Soal A: Laporkan setiap baris entri yang memuat kata "striped". Huruf besar dan kecil dibedakan.

Bagian Dokumen:
▬▬▬▬▬▬▬▬▬▬

Proyeksi itu hampir sama dengan perkiraan Bank Indonesia yang mencapai 5,2 persen. Kendati demikian, optimisme itu tidak sejalan dengan proyeksi pemerintah yang menargetkan pertumbuhan ekonomi tetap 5,4 persen, sesuai dalam Rancangan Anggaran Pendapatan dan Belanja Negara (APBN) 2018.
Direktur Riset Center of Reform on Economy (CORE) Piter Abdullah, saat dihubungi, di Jakarta, Rabu (13/6/2018), mengatakan, perhitungan itu muncul sebab pertumbuhan konsumsi rumah tangga saat ini masih rendah. Salah satu faktor utama yang memengaruhi pertumbuhan ekonomi adalah konsumsi rumah tangga.
Data Badan Pusat Statistik menyebutkan, pertumbuhan konsumsi rumah tangga pada triwulan pertama 2018 baru sebesar 4,95 persen. Sedangkan menurut Piter, idealnya konsumsi rumah tangga harus lebih dari 5 persen.
Ekonom Institute for Development of Economics and Finance (Indef), Andry Satrio Nugroho mengatakan, pertumbuhan ekonomi Indonesia juga terpengaruh dari faktor eksternal.
Bank sentral Amerika Serikat, The Federal Reserve, menaikkan suku bunga acuan menjadi kisaran 1,5 persen dan 1,75 persen pada Maret lalu dan diperkirakan akan menaikkan suku bunganya lagi hingga tiga hingga empat kali pada tahun ini.
Untuk mengurangi pelemahan rupiah, BI juga menaikkan suku bunga penempatan dana rupiah (deposit facility/DF) sebesar 25 bps menjadi 4,00 persen dan suku bunga penyediaan dana rupiah (lending facility/LF) sebesar 25 bps menjadi 5,50 persen pada 31 Mei 2018. Kenaikan itu merupakan kali kedua pada 2018.
“Perbankan akhirnya menaikkan suku bunga deposito sehingga bunga kredit berkontraksi, yang membuat permintaan kredit melambat,” tuturnya.
Akibat pelembahan rupiah, nilai impor juga meningkat yang membuat neraca perdagangan defisit. Data BPS menyatakan, defisit terjadi pada Januari 2018 sebesar 760 juta dollar AS, Februari 2018 sebesar 50 juta dollar AS, dan April 1,63 miliar dollar AS. Neraca perdagangan Indonesia surplus hanya pada Maret 2018, yaitu Rp 1,12 miliar dollar AS.

▬▬▬▬▬▬▬▬▬▬

Soal B: Tentukan apakah tiap pernyataan berikut sesuai dengan bagian dokumen tentang proyeksi pertumbuhan ekonomi di atas, lalu jawab ya atau tidak disertai kutipan persis dari teks yang menentukannya: (i) BI menaikkan suku bunga lending facility menjadi 5,50 persen pada 31 Mei 2018; (ii) pertumbuhan konsumsi rumah tangga pada triwulan pertama 2018 melebihi 5 persen; (iii) neraca perdagangan Indonesia mencatat surplus pada Februari 2018.

▬▬▬▬▬▬▬▬▬▬

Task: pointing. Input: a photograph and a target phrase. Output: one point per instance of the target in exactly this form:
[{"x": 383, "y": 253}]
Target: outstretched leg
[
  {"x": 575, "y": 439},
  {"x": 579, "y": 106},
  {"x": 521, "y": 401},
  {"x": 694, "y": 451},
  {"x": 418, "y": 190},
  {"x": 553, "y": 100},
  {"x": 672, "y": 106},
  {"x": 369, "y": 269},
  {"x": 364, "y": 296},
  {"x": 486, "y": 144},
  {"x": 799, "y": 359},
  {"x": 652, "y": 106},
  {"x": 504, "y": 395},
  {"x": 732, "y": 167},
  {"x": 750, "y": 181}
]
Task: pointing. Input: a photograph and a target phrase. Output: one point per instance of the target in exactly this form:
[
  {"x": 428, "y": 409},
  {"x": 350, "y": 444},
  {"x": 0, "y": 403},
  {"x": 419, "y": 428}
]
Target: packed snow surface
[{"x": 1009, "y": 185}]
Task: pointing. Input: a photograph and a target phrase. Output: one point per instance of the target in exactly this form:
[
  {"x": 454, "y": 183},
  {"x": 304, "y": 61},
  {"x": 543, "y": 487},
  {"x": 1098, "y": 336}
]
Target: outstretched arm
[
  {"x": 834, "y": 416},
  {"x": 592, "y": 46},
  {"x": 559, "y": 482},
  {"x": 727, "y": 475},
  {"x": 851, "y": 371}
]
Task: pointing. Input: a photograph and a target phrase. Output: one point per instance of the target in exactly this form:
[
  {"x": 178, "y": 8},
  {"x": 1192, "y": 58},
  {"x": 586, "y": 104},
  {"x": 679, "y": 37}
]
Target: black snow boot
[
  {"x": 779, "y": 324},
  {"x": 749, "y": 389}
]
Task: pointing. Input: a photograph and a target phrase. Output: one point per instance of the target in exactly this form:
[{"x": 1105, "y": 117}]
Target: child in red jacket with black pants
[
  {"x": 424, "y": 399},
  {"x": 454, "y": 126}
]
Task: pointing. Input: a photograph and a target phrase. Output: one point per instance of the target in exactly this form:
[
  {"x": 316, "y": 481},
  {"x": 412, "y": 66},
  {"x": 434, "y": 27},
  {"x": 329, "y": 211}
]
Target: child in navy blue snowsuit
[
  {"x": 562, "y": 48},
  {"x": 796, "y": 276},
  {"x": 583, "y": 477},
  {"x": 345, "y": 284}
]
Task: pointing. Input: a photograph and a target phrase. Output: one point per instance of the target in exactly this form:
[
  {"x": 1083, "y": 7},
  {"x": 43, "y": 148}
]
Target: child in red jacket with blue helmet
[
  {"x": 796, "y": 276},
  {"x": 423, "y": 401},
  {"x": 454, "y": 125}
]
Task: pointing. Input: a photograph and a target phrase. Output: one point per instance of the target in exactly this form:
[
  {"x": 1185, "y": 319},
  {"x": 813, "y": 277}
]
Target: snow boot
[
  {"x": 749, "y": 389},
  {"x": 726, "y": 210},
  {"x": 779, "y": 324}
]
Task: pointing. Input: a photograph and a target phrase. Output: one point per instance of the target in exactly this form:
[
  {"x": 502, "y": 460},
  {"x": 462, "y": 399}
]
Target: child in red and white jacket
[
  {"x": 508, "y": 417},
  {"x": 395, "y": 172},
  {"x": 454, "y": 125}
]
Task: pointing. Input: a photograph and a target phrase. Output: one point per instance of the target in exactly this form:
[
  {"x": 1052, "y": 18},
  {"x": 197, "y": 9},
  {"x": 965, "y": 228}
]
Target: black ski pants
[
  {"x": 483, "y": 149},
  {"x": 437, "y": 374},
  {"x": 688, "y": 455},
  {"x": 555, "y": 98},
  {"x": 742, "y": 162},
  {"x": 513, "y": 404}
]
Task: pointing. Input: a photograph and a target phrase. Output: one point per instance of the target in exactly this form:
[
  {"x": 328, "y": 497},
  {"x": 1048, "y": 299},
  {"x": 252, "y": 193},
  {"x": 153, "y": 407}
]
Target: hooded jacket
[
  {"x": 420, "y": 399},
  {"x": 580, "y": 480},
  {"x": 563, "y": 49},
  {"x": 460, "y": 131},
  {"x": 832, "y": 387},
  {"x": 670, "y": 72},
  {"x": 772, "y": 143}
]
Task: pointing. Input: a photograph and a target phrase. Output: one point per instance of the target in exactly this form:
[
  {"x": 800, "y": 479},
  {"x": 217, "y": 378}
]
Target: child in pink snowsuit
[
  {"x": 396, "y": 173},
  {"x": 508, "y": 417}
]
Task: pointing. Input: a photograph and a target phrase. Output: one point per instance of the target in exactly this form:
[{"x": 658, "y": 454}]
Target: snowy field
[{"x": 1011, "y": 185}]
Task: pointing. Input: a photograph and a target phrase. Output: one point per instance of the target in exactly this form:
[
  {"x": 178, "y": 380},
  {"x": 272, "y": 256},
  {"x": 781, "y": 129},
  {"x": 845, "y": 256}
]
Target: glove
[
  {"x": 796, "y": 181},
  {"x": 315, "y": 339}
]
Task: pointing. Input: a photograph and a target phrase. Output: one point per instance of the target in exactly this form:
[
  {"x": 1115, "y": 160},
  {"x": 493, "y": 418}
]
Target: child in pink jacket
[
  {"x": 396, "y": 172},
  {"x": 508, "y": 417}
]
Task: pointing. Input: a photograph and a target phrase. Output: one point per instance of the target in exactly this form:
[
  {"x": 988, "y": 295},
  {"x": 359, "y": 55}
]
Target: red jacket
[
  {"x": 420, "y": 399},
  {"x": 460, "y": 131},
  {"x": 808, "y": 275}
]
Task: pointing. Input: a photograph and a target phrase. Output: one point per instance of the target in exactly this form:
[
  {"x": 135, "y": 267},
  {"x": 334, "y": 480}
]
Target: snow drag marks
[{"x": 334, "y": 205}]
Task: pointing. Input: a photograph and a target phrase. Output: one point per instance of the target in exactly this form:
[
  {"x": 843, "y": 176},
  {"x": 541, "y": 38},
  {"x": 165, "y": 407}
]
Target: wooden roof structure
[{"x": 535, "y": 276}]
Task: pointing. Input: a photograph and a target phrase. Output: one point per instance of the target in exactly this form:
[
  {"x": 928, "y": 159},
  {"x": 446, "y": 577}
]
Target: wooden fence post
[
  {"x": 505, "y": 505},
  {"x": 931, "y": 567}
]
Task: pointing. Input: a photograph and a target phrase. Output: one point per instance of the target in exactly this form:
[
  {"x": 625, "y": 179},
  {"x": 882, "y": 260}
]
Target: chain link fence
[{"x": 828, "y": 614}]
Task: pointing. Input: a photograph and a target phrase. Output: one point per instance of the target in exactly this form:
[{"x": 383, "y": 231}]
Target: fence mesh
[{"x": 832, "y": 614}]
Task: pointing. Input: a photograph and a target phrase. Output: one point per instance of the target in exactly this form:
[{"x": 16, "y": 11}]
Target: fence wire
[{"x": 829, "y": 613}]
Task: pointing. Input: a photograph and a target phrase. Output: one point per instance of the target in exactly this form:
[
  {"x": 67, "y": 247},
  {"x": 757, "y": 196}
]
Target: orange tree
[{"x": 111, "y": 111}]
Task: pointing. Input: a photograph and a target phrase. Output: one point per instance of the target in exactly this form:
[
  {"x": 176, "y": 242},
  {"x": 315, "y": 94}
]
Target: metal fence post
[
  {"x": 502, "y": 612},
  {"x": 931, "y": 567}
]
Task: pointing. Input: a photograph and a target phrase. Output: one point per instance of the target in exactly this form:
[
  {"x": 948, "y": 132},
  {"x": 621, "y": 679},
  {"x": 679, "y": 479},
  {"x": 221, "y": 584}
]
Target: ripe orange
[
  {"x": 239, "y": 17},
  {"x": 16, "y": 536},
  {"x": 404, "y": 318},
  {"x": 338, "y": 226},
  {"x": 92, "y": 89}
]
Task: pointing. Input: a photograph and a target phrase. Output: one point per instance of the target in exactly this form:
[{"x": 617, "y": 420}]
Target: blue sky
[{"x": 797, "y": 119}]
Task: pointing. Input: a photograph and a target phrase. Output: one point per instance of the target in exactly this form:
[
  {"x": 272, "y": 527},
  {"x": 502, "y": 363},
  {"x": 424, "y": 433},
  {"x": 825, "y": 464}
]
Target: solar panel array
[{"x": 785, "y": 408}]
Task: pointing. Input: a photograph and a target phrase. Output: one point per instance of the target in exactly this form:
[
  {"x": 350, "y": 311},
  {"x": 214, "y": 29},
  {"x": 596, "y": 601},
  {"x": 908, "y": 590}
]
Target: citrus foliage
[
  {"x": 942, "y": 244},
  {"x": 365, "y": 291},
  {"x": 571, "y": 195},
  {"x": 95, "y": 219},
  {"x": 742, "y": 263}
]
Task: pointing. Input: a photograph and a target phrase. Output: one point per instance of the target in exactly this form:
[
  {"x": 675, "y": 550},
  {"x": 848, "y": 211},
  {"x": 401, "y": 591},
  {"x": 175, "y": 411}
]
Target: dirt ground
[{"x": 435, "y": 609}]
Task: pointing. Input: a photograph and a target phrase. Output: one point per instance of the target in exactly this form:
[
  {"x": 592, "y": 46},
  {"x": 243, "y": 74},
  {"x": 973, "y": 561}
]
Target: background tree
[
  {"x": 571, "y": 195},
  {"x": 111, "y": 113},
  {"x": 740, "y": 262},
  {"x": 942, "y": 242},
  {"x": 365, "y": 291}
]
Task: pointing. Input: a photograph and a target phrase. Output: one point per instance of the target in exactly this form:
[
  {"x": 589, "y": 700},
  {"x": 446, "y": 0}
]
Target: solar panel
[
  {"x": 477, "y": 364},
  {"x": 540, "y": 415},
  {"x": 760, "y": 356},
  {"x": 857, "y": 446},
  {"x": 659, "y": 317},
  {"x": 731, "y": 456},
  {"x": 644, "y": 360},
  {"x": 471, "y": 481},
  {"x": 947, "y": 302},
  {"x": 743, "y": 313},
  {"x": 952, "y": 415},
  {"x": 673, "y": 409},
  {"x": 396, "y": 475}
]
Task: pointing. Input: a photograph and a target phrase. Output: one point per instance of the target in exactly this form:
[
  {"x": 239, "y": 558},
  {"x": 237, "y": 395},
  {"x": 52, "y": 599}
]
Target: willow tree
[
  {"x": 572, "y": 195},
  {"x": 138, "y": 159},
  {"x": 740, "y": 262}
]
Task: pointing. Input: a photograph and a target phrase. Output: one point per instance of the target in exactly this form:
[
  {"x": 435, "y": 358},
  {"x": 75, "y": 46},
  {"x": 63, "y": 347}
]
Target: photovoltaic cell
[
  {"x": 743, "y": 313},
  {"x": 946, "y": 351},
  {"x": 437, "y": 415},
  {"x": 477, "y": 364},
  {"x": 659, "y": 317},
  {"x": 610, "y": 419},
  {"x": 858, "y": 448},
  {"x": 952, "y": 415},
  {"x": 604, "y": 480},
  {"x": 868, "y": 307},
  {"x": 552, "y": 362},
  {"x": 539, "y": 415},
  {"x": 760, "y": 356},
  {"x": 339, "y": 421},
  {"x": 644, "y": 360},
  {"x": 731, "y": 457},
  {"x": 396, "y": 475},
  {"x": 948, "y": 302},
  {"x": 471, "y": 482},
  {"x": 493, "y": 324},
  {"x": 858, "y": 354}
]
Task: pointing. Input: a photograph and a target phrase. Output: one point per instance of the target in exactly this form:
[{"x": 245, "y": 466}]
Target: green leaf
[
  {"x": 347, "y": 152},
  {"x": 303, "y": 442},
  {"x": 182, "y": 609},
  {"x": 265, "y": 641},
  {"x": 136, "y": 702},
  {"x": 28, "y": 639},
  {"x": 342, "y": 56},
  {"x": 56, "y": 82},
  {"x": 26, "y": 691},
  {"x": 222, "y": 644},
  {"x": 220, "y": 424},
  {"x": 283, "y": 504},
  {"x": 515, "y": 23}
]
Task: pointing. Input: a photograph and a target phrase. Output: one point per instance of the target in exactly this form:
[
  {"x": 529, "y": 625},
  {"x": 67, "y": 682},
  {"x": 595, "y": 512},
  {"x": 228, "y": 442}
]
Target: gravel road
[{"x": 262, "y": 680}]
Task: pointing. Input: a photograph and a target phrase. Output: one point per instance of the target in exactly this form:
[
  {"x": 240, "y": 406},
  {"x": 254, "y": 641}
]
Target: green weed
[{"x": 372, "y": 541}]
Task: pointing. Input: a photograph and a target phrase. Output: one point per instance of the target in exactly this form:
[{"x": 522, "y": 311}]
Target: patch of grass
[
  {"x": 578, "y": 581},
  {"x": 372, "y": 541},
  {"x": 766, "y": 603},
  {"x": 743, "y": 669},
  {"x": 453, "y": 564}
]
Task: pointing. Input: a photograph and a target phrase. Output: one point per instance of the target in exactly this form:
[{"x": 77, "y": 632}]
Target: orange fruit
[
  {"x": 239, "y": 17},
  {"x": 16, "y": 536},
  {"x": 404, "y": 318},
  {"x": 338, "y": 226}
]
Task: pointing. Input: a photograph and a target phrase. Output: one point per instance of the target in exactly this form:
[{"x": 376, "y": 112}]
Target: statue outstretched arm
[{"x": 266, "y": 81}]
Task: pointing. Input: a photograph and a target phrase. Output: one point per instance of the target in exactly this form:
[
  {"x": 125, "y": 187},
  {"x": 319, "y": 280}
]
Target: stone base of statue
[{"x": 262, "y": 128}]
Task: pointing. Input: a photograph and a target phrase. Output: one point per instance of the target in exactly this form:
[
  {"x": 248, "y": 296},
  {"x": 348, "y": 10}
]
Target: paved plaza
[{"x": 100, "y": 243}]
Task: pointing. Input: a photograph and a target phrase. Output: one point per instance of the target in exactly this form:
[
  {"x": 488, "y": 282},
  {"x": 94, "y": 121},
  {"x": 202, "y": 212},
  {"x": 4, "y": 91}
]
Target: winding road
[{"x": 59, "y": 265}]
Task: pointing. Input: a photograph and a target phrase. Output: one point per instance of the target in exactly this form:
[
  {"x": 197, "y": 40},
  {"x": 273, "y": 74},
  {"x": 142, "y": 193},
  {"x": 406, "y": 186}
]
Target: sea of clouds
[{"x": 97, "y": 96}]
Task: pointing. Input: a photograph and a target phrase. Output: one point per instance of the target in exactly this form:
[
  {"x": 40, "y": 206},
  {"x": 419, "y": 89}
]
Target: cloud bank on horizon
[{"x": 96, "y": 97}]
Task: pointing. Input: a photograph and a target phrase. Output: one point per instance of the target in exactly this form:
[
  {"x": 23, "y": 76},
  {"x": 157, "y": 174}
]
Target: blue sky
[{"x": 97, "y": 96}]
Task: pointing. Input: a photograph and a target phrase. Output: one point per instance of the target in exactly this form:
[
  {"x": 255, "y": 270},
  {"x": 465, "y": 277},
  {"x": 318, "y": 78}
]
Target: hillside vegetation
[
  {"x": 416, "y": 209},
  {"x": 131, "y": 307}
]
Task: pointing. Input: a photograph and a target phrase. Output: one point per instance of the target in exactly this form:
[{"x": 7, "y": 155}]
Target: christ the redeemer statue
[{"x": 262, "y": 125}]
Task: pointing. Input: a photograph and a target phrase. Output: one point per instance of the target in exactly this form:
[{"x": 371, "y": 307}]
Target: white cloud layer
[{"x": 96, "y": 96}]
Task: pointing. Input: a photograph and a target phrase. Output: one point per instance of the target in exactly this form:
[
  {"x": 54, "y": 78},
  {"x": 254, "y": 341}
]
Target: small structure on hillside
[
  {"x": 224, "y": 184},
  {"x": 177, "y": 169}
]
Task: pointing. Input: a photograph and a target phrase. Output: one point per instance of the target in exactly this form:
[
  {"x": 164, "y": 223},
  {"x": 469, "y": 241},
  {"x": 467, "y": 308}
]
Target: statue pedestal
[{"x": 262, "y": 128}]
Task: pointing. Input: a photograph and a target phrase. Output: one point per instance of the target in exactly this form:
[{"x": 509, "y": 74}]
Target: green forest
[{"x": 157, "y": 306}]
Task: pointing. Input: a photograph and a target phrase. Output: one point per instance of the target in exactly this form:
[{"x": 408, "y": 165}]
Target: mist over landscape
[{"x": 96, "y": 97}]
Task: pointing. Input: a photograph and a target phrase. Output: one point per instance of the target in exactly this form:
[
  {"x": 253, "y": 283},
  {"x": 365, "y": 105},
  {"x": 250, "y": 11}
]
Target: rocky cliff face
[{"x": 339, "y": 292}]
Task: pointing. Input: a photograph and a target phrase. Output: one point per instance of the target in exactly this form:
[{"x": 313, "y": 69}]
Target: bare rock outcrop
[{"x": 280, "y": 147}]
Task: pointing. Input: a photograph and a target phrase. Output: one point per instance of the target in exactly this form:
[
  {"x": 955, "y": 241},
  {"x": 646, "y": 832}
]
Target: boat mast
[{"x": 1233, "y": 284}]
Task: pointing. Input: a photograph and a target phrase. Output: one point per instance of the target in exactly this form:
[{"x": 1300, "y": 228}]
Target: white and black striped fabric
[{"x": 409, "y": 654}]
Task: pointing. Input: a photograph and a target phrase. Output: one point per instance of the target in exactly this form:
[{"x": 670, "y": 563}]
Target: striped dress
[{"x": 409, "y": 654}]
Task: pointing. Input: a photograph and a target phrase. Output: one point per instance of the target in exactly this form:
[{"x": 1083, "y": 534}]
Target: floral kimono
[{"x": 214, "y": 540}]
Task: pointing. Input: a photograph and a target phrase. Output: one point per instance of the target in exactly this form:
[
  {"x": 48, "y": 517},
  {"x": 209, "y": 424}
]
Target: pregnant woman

▬▬▬▬▬▬▬▬▬▬

Jawaban Tertulis A:
Target: white and black striped fabric
Target: striped dress

Jawaban Tertulis B:
(i) Ya: "suku bunga penyediaan dana rupiah (lending facility/LF) sebesar 25 bps menjadi 5,50 persen pada 31 Mei 2018".
(ii) Tidak: "pertumbuhan konsumsi rumah tangga pada triwulan pertama 2018 baru sebesar 4,95 persen".
(iii) Tidak: "Neraca perdagangan Indonesia surplus hanya pada Maret 2018".